Продолжите приведенный ниже текст о Евхаристии и Предании ранней Церкви, начиная сразу после его последнего предложения.
___ ИСХОДНЫЙ ТЕКСТ ___
Открытие этой возможности и составляет мистериальность христианского Предания.

В центре Предания — Евхаристия.

Что же известно нам о предании ранней Церкви? — Вот ключевой текст апостола Павла, трижды говорящий о Предании: “Ибо я от Самого Господа принял то, что и вам передал, что Господь Иисус Христос в ту ночь, в которую предан был, взял хлеб…” (1 Кор. 11:23).

Таинство Церкви — это Евхаристия, участие в Тайной Вечери. Им Церковь живет, и — его скрывает. Им живет, потому что только в таинстве Тела Христова Церковь создает себя: “Он поставил одних апостолами, других пророками, иных пастырями и учителями, на дело служения, для созидания Тела Христова, дабы мы истинною любовию все возвращали в Того, Который есть глава Христос, из Которого… все тело получает приращение для созидания самого себя в любви” (Ефес. 4:11–16). Это и есть то таинство, которое дает соединение с Богом, ибо “Не духом одним угодно было Христу соединиться с верующим, но и телом и кровью.”[31]

И именно это Общение христиане соделали таинством и скрывали от поругания язычниками. Таинства нельзя было давать в руки языческих мистиков, которые с готовностью стали бы повторять их внешние формы сами, истолковывая святыню по-своему, со свойственной им “широтой.” Апостолы проповедовали в мире, настроенном весьма плюралистично. Грек или римлянин, узнав о новой мистерии, с радостью принял бы в ней участие, а после этого с не меньшей радостью пошел бы “подзарядиться” в мистериях Диониса или Митры. Этот мир был готов подхватить любую молитву, чтобы использовать ее в очередном “заговоре” (как это и делают нынешние знахари).
___ ИСХОДНЫЕ ДАННЫЕ ___
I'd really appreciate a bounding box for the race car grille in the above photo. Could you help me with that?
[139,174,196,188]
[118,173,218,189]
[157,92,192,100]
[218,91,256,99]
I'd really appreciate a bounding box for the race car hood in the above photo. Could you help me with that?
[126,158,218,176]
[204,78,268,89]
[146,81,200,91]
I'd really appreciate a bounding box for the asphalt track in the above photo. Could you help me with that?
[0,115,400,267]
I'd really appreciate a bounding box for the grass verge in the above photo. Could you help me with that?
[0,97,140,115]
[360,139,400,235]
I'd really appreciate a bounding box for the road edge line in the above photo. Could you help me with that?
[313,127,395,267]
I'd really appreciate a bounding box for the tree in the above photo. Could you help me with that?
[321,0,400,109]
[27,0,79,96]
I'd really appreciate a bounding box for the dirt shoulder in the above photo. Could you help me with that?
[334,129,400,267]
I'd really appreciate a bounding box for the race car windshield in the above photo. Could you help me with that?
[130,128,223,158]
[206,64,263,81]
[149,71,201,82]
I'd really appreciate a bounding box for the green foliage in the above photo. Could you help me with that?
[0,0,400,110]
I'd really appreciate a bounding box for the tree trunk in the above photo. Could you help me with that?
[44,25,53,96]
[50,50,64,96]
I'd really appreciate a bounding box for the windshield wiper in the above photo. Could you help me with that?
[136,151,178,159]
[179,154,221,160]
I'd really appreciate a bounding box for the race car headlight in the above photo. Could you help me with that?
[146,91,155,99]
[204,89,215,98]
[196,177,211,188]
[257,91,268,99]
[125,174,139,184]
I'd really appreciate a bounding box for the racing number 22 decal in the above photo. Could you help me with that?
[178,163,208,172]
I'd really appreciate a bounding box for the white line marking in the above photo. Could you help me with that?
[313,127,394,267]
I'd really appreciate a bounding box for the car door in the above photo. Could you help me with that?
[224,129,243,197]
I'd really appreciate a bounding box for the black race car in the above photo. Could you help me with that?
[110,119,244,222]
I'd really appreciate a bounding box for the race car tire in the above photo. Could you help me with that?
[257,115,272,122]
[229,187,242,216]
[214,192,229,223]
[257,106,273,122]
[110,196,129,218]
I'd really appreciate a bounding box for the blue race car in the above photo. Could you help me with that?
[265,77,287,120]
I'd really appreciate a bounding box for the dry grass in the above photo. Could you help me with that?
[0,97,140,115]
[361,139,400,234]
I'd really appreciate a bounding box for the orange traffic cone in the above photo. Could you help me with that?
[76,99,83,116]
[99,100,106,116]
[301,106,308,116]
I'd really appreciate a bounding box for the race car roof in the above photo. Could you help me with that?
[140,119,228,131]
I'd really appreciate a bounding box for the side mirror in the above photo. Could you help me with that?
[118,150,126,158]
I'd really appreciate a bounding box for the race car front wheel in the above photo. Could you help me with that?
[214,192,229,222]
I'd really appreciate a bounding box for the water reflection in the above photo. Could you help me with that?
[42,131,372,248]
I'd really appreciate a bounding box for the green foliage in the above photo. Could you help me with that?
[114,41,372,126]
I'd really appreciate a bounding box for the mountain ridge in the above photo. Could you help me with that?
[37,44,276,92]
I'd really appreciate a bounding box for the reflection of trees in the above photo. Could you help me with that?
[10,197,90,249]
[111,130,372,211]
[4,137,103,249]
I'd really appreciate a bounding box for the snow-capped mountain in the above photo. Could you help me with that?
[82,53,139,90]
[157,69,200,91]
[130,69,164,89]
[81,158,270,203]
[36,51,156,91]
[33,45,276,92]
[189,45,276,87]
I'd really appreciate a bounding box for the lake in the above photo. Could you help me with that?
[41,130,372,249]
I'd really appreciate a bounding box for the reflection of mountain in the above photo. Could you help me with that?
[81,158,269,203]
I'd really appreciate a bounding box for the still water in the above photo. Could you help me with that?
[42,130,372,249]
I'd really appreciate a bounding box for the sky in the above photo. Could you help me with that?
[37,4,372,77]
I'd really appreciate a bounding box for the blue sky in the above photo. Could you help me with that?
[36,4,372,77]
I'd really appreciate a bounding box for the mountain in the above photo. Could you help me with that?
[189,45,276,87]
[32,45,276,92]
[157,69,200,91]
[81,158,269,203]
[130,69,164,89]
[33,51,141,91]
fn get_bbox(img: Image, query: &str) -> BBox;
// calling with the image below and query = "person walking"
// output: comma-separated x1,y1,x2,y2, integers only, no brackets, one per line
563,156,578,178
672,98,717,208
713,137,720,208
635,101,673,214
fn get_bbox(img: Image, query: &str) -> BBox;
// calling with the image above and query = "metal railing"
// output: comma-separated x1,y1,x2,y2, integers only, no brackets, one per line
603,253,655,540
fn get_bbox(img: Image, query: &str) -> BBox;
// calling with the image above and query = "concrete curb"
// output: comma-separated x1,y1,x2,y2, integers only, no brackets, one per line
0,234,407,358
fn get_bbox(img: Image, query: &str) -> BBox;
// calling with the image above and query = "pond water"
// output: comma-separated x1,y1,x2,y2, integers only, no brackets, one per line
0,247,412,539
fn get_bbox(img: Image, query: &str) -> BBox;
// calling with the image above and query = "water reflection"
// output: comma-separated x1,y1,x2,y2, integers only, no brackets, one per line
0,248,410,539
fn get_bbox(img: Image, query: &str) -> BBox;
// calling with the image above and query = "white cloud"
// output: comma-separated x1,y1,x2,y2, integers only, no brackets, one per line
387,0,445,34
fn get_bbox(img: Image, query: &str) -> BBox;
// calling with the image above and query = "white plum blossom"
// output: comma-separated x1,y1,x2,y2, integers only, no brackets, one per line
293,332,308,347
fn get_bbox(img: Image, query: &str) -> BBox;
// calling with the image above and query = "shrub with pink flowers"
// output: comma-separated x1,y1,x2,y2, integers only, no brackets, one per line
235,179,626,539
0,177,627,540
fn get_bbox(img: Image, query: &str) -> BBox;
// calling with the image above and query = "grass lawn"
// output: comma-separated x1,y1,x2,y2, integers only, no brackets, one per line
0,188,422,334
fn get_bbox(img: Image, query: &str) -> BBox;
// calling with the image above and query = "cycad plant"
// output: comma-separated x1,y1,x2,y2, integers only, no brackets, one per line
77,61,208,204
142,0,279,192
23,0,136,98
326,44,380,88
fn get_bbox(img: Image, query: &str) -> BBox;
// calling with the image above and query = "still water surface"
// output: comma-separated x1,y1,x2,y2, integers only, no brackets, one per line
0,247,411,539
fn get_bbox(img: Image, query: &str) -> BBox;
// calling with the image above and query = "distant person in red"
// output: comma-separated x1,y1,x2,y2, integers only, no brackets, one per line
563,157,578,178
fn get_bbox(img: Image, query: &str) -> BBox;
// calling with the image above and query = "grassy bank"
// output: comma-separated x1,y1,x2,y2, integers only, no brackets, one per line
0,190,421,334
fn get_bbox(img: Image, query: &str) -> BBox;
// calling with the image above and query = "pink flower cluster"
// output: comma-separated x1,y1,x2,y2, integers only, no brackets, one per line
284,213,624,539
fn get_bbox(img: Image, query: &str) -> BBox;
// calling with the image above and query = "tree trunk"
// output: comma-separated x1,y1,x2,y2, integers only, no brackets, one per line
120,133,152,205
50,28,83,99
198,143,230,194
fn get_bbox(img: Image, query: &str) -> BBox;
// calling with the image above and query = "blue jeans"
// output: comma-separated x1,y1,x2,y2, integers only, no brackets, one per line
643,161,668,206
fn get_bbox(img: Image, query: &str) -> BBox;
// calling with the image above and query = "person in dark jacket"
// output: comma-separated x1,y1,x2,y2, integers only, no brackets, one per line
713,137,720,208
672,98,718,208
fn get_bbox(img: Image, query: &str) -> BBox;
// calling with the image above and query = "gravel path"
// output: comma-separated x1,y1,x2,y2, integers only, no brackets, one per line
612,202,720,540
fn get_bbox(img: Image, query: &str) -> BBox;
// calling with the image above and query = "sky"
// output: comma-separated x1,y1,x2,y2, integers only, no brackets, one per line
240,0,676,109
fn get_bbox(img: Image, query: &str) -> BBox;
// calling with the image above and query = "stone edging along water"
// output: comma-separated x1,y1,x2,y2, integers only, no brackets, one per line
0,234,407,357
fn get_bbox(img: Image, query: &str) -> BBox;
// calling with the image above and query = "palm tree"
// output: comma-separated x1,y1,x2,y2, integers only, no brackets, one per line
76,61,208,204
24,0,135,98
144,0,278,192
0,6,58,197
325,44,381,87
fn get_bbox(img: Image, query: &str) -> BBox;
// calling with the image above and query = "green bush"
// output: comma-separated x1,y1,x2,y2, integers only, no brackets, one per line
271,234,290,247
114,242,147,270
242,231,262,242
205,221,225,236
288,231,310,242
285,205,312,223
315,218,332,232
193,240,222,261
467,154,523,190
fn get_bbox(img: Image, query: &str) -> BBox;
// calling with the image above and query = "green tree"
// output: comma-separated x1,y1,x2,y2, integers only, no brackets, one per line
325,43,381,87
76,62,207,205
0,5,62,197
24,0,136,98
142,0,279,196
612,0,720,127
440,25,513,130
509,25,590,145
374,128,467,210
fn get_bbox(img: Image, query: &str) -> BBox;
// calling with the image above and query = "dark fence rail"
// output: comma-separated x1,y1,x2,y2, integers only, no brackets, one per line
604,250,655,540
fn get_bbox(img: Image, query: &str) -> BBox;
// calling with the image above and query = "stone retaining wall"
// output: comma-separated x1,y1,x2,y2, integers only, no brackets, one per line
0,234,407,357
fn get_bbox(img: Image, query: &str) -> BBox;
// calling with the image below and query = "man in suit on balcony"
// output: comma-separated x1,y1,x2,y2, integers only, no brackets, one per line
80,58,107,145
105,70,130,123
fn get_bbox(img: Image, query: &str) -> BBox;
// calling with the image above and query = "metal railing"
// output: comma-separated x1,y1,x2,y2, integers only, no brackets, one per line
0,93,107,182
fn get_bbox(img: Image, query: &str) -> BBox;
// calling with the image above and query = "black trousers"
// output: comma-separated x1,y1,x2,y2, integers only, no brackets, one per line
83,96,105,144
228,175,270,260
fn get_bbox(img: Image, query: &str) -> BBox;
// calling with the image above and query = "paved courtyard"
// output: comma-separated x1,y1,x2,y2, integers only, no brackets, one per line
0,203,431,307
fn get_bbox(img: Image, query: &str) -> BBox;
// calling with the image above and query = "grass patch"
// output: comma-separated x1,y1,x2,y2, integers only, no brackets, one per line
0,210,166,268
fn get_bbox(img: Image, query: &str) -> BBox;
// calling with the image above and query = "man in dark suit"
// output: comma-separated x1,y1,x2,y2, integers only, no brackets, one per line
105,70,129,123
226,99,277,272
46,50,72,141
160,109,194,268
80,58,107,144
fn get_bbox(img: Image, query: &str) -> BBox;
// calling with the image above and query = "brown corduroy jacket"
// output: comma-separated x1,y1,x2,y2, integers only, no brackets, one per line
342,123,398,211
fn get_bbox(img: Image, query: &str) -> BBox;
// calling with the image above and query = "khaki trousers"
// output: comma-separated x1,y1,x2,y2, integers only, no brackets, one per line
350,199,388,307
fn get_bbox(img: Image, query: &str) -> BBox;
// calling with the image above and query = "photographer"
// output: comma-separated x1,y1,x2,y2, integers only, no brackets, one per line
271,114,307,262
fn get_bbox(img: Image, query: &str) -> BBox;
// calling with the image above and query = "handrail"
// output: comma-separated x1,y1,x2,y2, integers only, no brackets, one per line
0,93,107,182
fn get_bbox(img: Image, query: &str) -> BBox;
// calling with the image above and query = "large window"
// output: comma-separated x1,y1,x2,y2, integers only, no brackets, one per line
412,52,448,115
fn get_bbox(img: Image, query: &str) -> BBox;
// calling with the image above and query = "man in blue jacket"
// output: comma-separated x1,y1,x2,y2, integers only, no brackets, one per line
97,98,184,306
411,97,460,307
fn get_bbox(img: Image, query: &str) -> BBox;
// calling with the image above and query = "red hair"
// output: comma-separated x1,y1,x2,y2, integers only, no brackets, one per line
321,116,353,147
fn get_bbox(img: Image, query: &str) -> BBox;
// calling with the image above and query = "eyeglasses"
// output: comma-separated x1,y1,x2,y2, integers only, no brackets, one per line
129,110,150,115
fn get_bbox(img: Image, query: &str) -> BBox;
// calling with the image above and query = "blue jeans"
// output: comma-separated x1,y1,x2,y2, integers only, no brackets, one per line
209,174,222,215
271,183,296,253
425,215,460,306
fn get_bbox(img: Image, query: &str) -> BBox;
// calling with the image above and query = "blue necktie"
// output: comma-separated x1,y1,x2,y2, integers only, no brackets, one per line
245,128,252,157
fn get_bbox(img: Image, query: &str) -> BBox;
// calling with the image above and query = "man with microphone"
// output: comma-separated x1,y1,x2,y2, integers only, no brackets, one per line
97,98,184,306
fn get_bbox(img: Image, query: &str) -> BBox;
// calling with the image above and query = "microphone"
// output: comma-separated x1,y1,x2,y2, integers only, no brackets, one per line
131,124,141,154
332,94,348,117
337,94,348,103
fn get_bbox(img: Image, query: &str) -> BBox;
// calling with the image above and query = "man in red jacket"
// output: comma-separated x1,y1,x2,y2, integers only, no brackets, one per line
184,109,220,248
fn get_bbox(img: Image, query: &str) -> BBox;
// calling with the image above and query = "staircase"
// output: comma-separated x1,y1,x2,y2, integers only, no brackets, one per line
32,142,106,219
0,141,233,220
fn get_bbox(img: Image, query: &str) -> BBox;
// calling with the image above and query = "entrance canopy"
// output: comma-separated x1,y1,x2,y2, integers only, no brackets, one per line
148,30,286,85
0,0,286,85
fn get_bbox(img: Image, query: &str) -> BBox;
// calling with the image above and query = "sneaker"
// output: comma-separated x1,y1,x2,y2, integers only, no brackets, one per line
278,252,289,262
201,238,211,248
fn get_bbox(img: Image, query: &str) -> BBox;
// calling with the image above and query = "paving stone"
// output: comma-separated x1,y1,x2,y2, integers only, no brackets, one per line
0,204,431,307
___
◆ **РЕЗУЛЬТАТ**
И поэтому мы видим, что вся проповедь апостолов сводится к трем тезисам. Первая керигма[32] — пасхальная. Вторая — нравоучительная (участие человека в Церкви и ее таинствах не дает ему права на безнравственность) и третья — запретительная: не может быть общения Чаши Христовой с чашей бесовской.

Отсюда в древней Церкви развилась литургическая дисциплина, которая с самого начала исключала возможность присутствия при евхаристии лиц, не возрожденных в таинстве Святого Крещения. “Никто же не вкушает, ни пиет от вашей Евхаристии, кроме крещеных во имя Господне” (Дидахе:9).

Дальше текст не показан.